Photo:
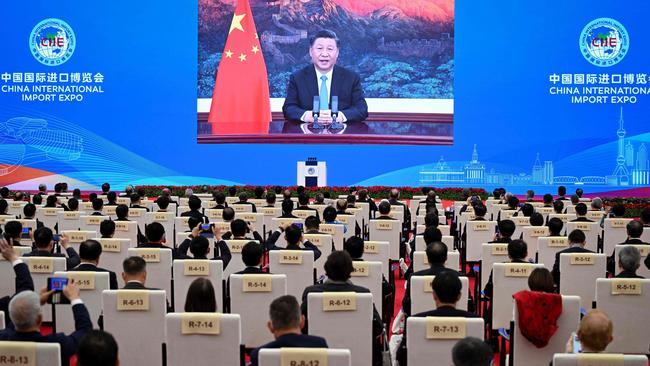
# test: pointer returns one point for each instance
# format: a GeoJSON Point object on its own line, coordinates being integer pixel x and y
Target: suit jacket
{"type": "Point", "coordinates": [68, 343]}
{"type": "Point", "coordinates": [346, 84]}
{"type": "Point", "coordinates": [289, 341]}
{"type": "Point", "coordinates": [88, 267]}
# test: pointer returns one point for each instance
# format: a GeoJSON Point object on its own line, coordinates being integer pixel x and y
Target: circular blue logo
{"type": "Point", "coordinates": [52, 42]}
{"type": "Point", "coordinates": [604, 42]}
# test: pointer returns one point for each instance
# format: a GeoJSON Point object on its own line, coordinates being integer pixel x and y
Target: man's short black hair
{"type": "Point", "coordinates": [447, 286]}
{"type": "Point", "coordinates": [97, 348]}
{"type": "Point", "coordinates": [252, 253]}
{"type": "Point", "coordinates": [384, 208]}
{"type": "Point", "coordinates": [338, 266]}
{"type": "Point", "coordinates": [325, 33]}
{"type": "Point", "coordinates": [437, 252]}
{"type": "Point", "coordinates": [506, 228]}
{"type": "Point", "coordinates": [634, 229]}
{"type": "Point", "coordinates": [155, 232]}
{"type": "Point", "coordinates": [517, 249]}
{"type": "Point", "coordinates": [312, 222]}
{"type": "Point", "coordinates": [122, 211]}
{"type": "Point", "coordinates": [238, 227]}
{"type": "Point", "coordinates": [354, 247]}
{"type": "Point", "coordinates": [432, 234]}
{"type": "Point", "coordinates": [90, 250]}
{"type": "Point", "coordinates": [134, 265]}
{"type": "Point", "coordinates": [284, 313]}
{"type": "Point", "coordinates": [329, 214]}
{"type": "Point", "coordinates": [43, 237]}
{"type": "Point", "coordinates": [107, 228]}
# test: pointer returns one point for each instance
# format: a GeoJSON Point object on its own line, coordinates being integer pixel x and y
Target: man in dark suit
{"type": "Point", "coordinates": [44, 246]}
{"type": "Point", "coordinates": [446, 293]}
{"type": "Point", "coordinates": [325, 79]}
{"type": "Point", "coordinates": [576, 245]}
{"type": "Point", "coordinates": [25, 310]}
{"type": "Point", "coordinates": [89, 252]}
{"type": "Point", "coordinates": [285, 324]}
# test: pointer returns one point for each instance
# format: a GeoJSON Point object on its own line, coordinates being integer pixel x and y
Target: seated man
{"type": "Point", "coordinates": [44, 247]}
{"type": "Point", "coordinates": [25, 313]}
{"type": "Point", "coordinates": [89, 252]}
{"type": "Point", "coordinates": [331, 80]}
{"type": "Point", "coordinates": [629, 260]}
{"type": "Point", "coordinates": [285, 324]}
{"type": "Point", "coordinates": [446, 293]}
{"type": "Point", "coordinates": [293, 235]}
{"type": "Point", "coordinates": [577, 240]}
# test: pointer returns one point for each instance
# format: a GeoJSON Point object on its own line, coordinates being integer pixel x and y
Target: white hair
{"type": "Point", "coordinates": [24, 309]}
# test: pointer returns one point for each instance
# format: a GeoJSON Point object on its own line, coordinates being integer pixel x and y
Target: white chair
{"type": "Point", "coordinates": [591, 230]}
{"type": "Point", "coordinates": [578, 274]}
{"type": "Point", "coordinates": [614, 232]}
{"type": "Point", "coordinates": [348, 325]}
{"type": "Point", "coordinates": [137, 321]}
{"type": "Point", "coordinates": [423, 345]}
{"type": "Point", "coordinates": [324, 356]}
{"type": "Point", "coordinates": [91, 286]}
{"type": "Point", "coordinates": [44, 354]}
{"type": "Point", "coordinates": [422, 294]}
{"type": "Point", "coordinates": [628, 310]}
{"type": "Point", "coordinates": [526, 353]}
{"type": "Point", "coordinates": [478, 232]}
{"type": "Point", "coordinates": [571, 359]}
{"type": "Point", "coordinates": [159, 267]}
{"type": "Point", "coordinates": [387, 230]}
{"type": "Point", "coordinates": [369, 275]}
{"type": "Point", "coordinates": [204, 344]}
{"type": "Point", "coordinates": [40, 269]}
{"type": "Point", "coordinates": [508, 278]}
{"type": "Point", "coordinates": [420, 260]}
{"type": "Point", "coordinates": [250, 296]}
{"type": "Point", "coordinates": [298, 265]}
{"type": "Point", "coordinates": [186, 271]}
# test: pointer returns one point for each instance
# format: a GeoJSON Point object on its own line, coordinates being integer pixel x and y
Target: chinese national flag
{"type": "Point", "coordinates": [240, 101]}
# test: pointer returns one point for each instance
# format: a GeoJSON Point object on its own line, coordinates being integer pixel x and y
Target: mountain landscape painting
{"type": "Point", "coordinates": [401, 48]}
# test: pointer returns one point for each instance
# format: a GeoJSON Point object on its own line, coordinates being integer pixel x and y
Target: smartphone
{"type": "Point", "coordinates": [57, 284]}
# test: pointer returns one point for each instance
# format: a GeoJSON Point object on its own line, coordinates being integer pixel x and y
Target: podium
{"type": "Point", "coordinates": [311, 173]}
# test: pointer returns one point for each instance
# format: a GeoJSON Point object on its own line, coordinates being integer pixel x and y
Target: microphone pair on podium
{"type": "Point", "coordinates": [333, 112]}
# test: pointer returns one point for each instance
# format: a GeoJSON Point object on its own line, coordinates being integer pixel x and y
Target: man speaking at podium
{"type": "Point", "coordinates": [324, 79]}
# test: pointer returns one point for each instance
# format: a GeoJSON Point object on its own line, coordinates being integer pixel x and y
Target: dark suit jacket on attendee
{"type": "Point", "coordinates": [346, 84]}
{"type": "Point", "coordinates": [291, 340]}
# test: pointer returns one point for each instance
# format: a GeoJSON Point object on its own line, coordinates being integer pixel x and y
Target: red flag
{"type": "Point", "coordinates": [240, 100]}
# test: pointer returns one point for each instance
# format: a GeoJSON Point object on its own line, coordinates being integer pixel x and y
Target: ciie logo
{"type": "Point", "coordinates": [604, 42]}
{"type": "Point", "coordinates": [52, 42]}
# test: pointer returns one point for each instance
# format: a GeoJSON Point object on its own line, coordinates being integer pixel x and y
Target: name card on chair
{"type": "Point", "coordinates": [291, 257]}
{"type": "Point", "coordinates": [480, 226]}
{"type": "Point", "coordinates": [303, 357]}
{"type": "Point", "coordinates": [83, 280]}
{"type": "Point", "coordinates": [627, 286]}
{"type": "Point", "coordinates": [196, 267]}
{"type": "Point", "coordinates": [517, 270]}
{"type": "Point", "coordinates": [18, 353]}
{"type": "Point", "coordinates": [150, 255]}
{"type": "Point", "coordinates": [132, 300]}
{"type": "Point", "coordinates": [200, 323]}
{"type": "Point", "coordinates": [339, 301]}
{"type": "Point", "coordinates": [583, 258]}
{"type": "Point", "coordinates": [41, 265]}
{"type": "Point", "coordinates": [500, 249]}
{"type": "Point", "coordinates": [111, 245]}
{"type": "Point", "coordinates": [599, 359]}
{"type": "Point", "coordinates": [446, 328]}
{"type": "Point", "coordinates": [360, 269]}
{"type": "Point", "coordinates": [257, 283]}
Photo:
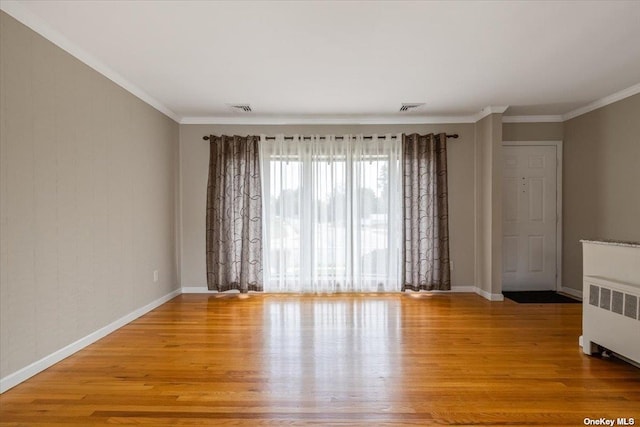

=======

### WHAT YOU HAVE TO DO
Collect each line of the data above that contains the word "chair", and reproduce every such line in full. Matching is case-sensitive.

### TASK OUTPUT
Target: white chair
Target: name card on chair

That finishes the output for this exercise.